## YOUR GOAL
Copy out the lines of the records below verbatim, starting with the line that contains "Can you find the wooden table" and ending with the line that contains "[192,292,205,302]", both included.

☆ ☆ ☆ ☆ ☆

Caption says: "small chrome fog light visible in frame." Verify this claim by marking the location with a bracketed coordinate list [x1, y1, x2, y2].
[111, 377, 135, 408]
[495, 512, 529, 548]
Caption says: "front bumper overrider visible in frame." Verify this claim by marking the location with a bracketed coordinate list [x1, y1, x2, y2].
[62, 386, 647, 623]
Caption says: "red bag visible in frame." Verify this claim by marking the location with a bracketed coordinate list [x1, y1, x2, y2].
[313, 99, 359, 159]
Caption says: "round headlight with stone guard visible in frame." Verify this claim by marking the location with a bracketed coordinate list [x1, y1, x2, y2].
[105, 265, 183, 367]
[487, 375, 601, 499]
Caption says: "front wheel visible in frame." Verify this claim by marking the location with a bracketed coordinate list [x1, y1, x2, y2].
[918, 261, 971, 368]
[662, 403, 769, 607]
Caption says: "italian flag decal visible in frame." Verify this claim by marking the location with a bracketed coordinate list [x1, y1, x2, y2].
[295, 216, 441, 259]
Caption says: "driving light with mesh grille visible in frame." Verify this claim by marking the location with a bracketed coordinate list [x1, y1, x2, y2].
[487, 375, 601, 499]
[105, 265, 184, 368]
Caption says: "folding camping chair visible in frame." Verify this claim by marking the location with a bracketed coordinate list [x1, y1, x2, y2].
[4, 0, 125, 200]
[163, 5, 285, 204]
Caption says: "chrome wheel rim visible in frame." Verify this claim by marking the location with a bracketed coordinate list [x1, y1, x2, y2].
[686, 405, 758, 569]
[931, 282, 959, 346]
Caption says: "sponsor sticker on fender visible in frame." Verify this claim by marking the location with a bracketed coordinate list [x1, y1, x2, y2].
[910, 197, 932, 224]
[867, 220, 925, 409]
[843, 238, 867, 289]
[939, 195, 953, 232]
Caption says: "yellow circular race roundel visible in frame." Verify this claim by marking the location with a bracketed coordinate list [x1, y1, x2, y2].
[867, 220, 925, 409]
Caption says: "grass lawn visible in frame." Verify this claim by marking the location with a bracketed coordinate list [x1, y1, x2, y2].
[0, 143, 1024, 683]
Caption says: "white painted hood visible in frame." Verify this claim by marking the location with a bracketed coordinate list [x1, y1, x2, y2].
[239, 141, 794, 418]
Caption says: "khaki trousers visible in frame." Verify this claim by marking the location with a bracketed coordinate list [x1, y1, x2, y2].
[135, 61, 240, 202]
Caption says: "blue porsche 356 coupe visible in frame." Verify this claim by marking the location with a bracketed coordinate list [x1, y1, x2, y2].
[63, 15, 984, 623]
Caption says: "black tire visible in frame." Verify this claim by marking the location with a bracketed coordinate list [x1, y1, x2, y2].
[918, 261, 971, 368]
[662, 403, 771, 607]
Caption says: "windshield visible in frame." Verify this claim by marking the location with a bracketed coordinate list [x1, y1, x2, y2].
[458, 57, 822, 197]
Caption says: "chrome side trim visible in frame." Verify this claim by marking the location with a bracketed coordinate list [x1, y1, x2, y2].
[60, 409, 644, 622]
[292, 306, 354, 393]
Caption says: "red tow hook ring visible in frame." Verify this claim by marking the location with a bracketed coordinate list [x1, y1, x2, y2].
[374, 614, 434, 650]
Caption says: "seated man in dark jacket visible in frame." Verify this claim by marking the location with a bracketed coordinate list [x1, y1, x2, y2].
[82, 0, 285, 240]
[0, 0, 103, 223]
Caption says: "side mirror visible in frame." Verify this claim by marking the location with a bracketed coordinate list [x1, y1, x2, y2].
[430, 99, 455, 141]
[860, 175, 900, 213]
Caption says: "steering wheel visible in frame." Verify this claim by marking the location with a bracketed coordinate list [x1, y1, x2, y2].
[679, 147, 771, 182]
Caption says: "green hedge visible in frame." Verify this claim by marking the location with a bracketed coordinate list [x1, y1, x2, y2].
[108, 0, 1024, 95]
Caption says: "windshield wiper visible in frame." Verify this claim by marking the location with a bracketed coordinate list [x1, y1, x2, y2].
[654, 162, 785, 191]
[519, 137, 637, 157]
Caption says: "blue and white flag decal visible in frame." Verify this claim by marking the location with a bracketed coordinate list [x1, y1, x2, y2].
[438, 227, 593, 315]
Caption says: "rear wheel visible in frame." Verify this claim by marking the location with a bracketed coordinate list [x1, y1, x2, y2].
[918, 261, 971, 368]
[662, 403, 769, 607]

☆ ☆ ☆ ☆ ☆

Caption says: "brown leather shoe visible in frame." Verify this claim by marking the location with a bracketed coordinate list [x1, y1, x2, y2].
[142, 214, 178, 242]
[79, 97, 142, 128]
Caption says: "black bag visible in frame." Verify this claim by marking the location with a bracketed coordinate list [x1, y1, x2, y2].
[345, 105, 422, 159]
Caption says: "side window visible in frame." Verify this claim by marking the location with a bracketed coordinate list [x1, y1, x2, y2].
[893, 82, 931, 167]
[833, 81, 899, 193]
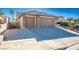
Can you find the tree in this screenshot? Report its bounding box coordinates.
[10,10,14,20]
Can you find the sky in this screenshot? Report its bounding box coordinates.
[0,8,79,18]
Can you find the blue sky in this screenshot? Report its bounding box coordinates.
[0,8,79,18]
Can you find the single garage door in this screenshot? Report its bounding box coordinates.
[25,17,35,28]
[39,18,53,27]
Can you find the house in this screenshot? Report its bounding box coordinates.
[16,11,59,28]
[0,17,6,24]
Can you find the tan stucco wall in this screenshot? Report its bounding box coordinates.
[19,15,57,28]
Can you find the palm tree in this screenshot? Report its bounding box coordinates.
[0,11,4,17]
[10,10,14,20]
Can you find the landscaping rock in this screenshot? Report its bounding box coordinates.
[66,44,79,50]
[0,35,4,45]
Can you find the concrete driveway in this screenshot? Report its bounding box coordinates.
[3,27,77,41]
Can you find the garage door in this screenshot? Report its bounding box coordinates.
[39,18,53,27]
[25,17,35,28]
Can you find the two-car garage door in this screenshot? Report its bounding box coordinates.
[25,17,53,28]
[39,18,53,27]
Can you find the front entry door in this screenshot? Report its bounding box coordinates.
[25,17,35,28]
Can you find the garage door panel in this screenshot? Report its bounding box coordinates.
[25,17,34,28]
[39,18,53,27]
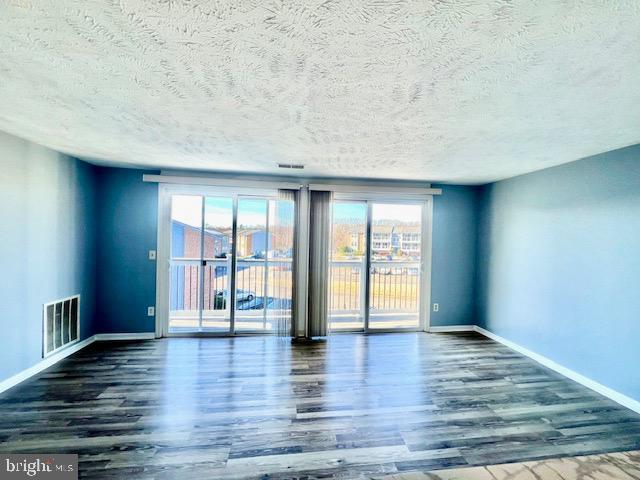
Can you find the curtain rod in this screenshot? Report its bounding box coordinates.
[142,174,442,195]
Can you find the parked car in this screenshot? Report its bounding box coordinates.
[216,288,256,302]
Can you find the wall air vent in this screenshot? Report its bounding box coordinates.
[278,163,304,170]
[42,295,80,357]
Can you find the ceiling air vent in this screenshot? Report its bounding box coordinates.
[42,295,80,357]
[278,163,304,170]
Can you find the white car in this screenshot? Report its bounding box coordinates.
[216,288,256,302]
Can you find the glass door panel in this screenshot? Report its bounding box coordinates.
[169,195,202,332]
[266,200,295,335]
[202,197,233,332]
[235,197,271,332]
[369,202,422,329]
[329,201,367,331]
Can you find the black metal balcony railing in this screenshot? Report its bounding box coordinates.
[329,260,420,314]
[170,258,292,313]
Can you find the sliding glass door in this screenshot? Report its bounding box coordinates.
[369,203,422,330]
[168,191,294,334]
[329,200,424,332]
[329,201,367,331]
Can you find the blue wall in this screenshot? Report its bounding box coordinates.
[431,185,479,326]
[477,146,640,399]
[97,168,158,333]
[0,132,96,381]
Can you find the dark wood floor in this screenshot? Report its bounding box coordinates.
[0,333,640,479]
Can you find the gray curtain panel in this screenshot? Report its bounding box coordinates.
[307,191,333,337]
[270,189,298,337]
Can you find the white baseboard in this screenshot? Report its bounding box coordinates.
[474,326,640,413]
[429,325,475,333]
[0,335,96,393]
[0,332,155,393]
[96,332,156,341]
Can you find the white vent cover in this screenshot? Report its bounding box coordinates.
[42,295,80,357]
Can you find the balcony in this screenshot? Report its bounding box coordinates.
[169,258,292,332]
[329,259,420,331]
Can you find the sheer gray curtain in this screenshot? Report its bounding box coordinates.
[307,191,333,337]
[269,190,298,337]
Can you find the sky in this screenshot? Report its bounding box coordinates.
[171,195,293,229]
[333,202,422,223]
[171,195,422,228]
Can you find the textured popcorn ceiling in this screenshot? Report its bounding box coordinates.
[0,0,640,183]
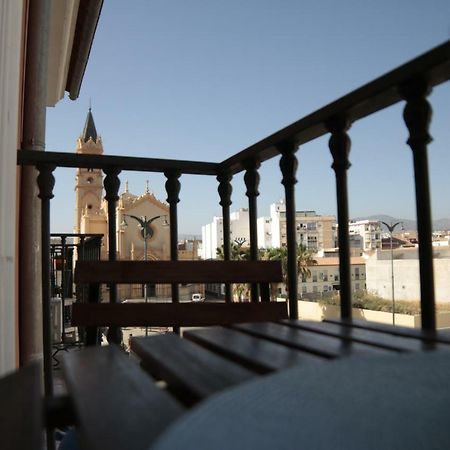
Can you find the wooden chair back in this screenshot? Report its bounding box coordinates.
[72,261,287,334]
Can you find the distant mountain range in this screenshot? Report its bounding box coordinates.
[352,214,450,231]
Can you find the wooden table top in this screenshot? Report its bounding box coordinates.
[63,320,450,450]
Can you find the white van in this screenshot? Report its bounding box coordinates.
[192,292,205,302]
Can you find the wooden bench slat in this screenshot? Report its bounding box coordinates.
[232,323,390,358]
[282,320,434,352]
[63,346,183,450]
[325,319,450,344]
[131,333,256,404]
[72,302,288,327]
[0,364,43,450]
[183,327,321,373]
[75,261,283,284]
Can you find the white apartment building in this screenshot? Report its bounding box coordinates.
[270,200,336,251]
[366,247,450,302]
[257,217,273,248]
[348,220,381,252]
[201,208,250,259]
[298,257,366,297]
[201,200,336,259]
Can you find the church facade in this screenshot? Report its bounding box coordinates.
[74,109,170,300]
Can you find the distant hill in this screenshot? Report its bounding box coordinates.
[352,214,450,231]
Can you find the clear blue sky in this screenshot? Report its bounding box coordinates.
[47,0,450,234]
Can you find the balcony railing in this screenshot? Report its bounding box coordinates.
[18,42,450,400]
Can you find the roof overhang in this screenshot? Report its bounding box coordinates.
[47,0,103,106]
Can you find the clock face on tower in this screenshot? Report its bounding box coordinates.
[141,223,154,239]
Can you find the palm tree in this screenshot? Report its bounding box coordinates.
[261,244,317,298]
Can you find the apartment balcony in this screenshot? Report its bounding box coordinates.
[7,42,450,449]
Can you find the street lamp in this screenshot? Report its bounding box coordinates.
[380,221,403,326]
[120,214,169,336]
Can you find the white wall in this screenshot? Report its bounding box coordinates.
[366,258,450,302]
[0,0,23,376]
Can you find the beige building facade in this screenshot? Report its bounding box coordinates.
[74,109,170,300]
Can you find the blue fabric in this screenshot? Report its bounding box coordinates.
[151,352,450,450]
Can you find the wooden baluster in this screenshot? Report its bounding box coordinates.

☆ ☆ ☆ ☆ ☆

## COMPLETE ANSWER
Can you find the wooden table top in this screenshot? Report its bounding box coordinates.
[63,320,450,450]
Can you find the white van in this screenshot? Report its bounding box coordinates.
[192,292,205,302]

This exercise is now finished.